EXERCISE INSTRUCTIONS – In the Gumby article below, find the sentence that begins "He has a strange bump" and list every physical feature it names.

--- START SOURCE DOCUMENT ---

The Genuine, 100%, No Shit Story of Gumby's Eastern Mysticism

by Jack Mingo

He has a strange bump on his head, googly red eyes and bell-bottom legs. He's green and made of clay and beeswax. His image has sold tens of millions of dollars worth of merchandise. He's not just a kid hero nor simply a badly-animated cartoon character, but a Zen Buddhist spiritual master as well. He's Gumby.

Gumby was the creation of Art Clokey, a former Episcopal seminar student who joined the film program at the University of Southern California for a few years before dropping out when given the opportunity to animate vegetables for soup commercials.

In 1953, Clokey started playing with colorful plasticine clay and film. He laboriously made a four minute animated art film he called "Gumbasia" in honor of Disney's Fantasia which featured geometric shapes rolling and dancing to a jazz score. "Suddenly I saw a kinetic force at work, what I call the Phi Phenomenon, which is an impact on the nervous system brought about by images and the way they're edited," says Clokey.

--- END SOURCE DOCUMENT ---
--- START EXTRACTED DATA ---

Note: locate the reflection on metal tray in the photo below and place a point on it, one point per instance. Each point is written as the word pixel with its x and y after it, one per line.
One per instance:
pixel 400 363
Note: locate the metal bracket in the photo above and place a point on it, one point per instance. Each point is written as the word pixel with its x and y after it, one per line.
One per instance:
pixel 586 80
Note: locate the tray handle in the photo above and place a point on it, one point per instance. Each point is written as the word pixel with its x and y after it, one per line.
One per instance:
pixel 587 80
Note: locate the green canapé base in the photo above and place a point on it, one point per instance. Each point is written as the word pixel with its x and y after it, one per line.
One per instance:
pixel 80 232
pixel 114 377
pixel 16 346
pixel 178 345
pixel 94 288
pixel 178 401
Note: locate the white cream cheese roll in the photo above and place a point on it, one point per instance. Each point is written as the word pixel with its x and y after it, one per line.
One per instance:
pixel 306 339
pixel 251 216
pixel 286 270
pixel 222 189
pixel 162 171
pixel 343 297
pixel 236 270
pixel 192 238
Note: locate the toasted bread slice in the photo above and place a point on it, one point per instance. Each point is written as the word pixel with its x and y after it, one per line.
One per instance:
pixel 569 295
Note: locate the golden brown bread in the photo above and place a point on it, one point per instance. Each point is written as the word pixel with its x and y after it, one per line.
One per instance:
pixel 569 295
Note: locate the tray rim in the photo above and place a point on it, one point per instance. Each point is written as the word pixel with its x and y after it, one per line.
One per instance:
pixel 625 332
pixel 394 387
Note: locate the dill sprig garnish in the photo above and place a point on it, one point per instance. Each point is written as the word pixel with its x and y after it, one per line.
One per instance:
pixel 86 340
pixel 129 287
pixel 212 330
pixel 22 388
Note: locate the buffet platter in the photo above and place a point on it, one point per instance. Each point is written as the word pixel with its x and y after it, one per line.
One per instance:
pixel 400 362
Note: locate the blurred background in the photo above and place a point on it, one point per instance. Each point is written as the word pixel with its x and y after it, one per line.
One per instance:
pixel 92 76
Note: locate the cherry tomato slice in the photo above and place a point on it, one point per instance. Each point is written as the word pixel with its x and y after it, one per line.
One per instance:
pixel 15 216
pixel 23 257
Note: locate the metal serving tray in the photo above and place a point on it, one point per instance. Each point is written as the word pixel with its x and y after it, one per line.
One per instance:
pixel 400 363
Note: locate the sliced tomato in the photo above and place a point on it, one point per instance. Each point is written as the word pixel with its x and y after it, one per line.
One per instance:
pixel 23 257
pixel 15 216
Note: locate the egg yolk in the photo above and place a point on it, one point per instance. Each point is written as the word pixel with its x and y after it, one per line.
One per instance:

--- END EXTRACTED DATA ---

REPLY –
- A strange bump on his head
- Googly red eyes
- Bell-bottom legs